Aim of the exercise: Your answer should be the line that contains "class is: nose." and each line after it, restated word for word through the final line of the entries.
──────── Records for this exercise ────────
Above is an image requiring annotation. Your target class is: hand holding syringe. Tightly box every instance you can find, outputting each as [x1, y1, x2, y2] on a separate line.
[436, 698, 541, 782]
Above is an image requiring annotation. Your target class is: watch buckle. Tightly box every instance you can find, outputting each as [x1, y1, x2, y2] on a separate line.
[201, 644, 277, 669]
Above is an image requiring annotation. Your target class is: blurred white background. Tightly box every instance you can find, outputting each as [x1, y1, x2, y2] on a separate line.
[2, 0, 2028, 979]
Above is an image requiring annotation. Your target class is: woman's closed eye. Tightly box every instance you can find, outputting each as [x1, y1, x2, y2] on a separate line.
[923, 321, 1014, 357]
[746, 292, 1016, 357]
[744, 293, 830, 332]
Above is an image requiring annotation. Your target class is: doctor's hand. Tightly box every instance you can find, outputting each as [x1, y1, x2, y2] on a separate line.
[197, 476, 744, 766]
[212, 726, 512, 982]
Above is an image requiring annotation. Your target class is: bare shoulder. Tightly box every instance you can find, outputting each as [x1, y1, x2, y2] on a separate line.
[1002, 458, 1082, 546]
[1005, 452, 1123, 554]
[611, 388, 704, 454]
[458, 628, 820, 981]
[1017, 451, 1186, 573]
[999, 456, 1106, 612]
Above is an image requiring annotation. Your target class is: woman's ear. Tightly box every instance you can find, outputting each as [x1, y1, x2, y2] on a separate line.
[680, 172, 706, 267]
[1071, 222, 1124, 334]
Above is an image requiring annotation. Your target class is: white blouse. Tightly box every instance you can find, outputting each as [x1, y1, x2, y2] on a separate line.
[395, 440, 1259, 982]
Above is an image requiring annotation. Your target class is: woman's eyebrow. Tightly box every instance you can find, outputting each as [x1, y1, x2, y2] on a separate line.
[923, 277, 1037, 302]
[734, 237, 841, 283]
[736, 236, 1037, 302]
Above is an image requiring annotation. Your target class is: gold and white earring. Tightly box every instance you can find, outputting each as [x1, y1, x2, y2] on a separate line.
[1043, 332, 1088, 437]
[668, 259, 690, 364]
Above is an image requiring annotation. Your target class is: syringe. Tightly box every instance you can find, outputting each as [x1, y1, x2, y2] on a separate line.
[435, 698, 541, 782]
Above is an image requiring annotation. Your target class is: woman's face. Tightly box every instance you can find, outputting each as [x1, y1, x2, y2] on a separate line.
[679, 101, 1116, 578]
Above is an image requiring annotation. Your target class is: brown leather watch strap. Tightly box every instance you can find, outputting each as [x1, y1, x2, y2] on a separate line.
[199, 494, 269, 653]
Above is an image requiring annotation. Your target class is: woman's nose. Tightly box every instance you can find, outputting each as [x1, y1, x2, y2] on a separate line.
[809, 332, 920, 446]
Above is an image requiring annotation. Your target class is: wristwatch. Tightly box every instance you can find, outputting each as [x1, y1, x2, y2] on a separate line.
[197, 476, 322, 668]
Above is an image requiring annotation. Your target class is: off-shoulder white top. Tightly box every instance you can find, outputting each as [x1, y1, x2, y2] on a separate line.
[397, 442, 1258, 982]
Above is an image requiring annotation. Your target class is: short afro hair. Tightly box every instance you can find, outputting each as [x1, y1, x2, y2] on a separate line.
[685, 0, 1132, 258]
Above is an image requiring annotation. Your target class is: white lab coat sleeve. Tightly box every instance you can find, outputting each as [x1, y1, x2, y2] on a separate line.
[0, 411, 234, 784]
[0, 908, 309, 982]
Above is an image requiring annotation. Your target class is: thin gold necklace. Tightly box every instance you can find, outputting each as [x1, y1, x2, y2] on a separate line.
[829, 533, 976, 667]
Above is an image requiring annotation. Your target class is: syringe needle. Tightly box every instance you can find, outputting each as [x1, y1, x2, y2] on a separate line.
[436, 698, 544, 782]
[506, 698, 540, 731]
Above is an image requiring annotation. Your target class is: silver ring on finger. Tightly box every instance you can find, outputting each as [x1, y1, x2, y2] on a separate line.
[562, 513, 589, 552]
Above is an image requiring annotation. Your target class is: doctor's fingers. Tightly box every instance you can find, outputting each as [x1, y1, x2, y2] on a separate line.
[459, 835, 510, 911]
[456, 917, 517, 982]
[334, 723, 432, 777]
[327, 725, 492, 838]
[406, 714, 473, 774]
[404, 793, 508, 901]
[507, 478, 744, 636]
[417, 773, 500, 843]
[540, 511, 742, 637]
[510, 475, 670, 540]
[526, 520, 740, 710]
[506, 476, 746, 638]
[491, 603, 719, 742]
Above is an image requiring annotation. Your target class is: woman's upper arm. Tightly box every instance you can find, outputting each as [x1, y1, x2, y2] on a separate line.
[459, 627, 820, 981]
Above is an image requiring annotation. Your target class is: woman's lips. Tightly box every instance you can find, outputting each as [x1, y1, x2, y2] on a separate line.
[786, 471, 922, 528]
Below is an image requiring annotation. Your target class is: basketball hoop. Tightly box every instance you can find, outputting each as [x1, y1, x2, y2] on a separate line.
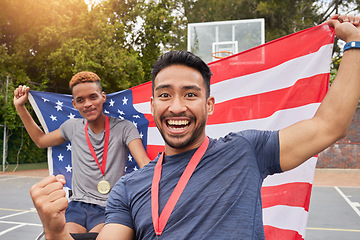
[211, 51, 234, 59]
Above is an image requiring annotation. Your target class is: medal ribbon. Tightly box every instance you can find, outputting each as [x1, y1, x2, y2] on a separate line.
[151, 136, 209, 237]
[85, 115, 109, 176]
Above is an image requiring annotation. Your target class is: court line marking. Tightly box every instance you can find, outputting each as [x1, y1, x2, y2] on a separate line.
[0, 211, 32, 220]
[0, 207, 36, 212]
[0, 209, 42, 237]
[0, 220, 42, 227]
[334, 186, 360, 217]
[0, 223, 26, 236]
[307, 227, 360, 232]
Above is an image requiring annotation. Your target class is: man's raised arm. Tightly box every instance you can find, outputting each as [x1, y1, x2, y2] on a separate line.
[14, 85, 66, 148]
[279, 14, 360, 171]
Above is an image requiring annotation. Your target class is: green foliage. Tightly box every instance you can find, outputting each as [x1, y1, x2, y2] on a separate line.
[256, 0, 321, 41]
[104, 0, 175, 82]
[329, 67, 338, 85]
[175, 0, 322, 43]
[137, 0, 175, 81]
[1, 126, 47, 165]
[0, 0, 146, 164]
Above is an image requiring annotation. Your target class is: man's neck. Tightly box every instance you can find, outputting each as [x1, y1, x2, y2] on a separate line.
[87, 114, 106, 134]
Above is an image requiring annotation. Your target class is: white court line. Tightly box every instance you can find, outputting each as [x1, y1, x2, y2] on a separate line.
[0, 223, 26, 236]
[0, 210, 31, 220]
[0, 209, 43, 237]
[0, 220, 42, 227]
[335, 186, 360, 217]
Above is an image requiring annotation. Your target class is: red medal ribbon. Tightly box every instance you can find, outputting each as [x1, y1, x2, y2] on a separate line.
[151, 136, 209, 237]
[85, 115, 109, 176]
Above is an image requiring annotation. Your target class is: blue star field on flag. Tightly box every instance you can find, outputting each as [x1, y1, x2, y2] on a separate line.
[29, 89, 149, 189]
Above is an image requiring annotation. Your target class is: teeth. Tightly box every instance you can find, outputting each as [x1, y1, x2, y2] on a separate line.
[169, 125, 187, 130]
[167, 120, 189, 125]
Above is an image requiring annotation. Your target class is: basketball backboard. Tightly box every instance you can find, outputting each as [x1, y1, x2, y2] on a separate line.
[187, 19, 265, 63]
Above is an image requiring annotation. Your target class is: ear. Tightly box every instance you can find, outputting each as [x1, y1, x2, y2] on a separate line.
[102, 92, 106, 103]
[72, 99, 77, 110]
[206, 96, 215, 116]
[150, 96, 154, 116]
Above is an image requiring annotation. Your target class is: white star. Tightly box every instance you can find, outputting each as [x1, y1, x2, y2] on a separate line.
[68, 112, 76, 119]
[104, 109, 109, 114]
[65, 165, 72, 172]
[41, 97, 49, 102]
[119, 116, 124, 120]
[128, 155, 133, 162]
[133, 166, 138, 171]
[109, 99, 115, 107]
[117, 109, 125, 115]
[58, 153, 64, 161]
[55, 105, 63, 111]
[139, 132, 143, 139]
[66, 143, 72, 151]
[124, 166, 127, 172]
[56, 100, 63, 106]
[133, 115, 140, 119]
[132, 121, 137, 128]
[50, 115, 57, 121]
[122, 96, 128, 105]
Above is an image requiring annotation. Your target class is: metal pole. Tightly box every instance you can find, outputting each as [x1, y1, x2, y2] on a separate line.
[2, 76, 9, 172]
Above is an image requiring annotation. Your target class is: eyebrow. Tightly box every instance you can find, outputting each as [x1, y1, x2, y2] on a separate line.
[183, 85, 201, 91]
[74, 92, 98, 100]
[155, 84, 202, 92]
[155, 84, 172, 91]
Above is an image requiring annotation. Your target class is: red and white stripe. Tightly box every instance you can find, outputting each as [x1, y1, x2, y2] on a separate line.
[131, 23, 335, 239]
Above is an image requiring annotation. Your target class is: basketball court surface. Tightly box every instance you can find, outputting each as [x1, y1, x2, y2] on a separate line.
[0, 169, 359, 239]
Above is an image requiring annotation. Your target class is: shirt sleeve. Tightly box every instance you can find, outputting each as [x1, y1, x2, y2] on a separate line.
[119, 119, 141, 146]
[59, 119, 75, 141]
[241, 130, 282, 177]
[105, 177, 134, 230]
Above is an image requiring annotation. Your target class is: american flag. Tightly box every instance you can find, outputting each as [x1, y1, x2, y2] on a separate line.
[29, 23, 334, 239]
[28, 89, 149, 189]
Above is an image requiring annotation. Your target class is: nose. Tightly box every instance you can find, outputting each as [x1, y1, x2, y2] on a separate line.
[168, 96, 186, 114]
[84, 98, 92, 108]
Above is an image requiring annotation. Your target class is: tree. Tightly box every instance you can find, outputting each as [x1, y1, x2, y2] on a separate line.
[104, 0, 176, 82]
[0, 0, 147, 166]
[317, 0, 360, 23]
[168, 0, 322, 46]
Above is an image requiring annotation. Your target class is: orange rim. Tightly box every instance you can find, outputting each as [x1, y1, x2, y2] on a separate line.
[211, 51, 234, 59]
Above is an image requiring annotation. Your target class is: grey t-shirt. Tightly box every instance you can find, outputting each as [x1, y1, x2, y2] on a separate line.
[60, 116, 140, 207]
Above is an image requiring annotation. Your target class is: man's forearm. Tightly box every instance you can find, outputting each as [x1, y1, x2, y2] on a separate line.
[314, 44, 360, 140]
[15, 104, 47, 147]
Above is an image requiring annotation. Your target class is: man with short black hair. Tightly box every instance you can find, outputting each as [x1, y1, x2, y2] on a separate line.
[30, 15, 360, 239]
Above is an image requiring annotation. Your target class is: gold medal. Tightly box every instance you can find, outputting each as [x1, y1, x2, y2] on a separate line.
[97, 179, 111, 194]
[86, 116, 111, 195]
────────
Written solution:
Above is an image requiring annotation. Your target class is: nose. Tightly box every instance you can find, outputting each as [x1, y1, x2, y2] on a separate line.
[168, 96, 186, 114]
[84, 98, 92, 108]
Above is an image requiring annotation. Your target class is: tree. Tightly box every instance you can find, outputting each as [x1, y1, x2, y2] on a separate line.
[104, 0, 176, 82]
[0, 0, 147, 166]
[317, 0, 360, 23]
[168, 0, 322, 46]
Above is an image requiring annotation. Your target class is: orange rim. Tightly box every instance you can find, outputting each as [x1, y1, x2, y2] on a separate line.
[211, 51, 234, 59]
Above is an image requiring annotation. Your target class is: grey t-shirt. Tightly box every instance you can find, outputting each as [x1, y1, x2, y2] on a separate line.
[60, 116, 140, 207]
Above is an image requiring annotation. Your target class is: man's forearm. Tightly box every instance you can find, outputting each as [x1, y1, x2, y2] on a separate line.
[314, 44, 360, 140]
[15, 104, 47, 147]
Above is an image requiring annotation. Your target class is: man with short black hair. Tightly box every instance you can find, outputting each as [x1, y1, x2, y2] on a separate line.
[30, 15, 360, 239]
Above is an image requiring annotation. Your target class is: gold medal. Tightly box every instance you can find, outputting each as [x1, y1, x2, y2] on a separate line.
[97, 179, 111, 194]
[86, 116, 111, 195]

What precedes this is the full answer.